What to produce |
Copy the rows below word for word, omitting the pictures.

Dataset records |
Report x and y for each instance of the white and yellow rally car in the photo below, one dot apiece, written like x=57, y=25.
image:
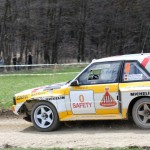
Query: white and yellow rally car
x=111, y=88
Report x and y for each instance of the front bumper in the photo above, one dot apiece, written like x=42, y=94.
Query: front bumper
x=15, y=108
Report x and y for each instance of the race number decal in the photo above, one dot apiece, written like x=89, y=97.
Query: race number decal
x=82, y=102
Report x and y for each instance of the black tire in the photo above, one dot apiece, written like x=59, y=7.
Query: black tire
x=141, y=113
x=44, y=117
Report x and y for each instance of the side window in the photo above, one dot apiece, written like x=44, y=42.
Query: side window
x=133, y=72
x=100, y=73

Finished exercise |
Report x and y for each instance of the white and yellow rally car in the photo below, one dot apiece, written like x=57, y=25.
image:
Query: white and yellow rally car
x=111, y=88
Report x and y for each instance of the front bumper in the photo above, one dot apiece, written like x=42, y=94.
Query: front bumper
x=15, y=108
Report x and y for each instance of the race number decal in the photo above, one dot apiece, written like x=89, y=97.
Query: race number decal
x=82, y=102
Report x and y for each instance of the black tire in the photo above, one dot apiece, written like x=59, y=7.
Query: black tire
x=141, y=113
x=44, y=117
Report x and y for each instance of the side window in the photo above, one dot apiece, written like x=44, y=42.
Query: side window
x=133, y=72
x=100, y=73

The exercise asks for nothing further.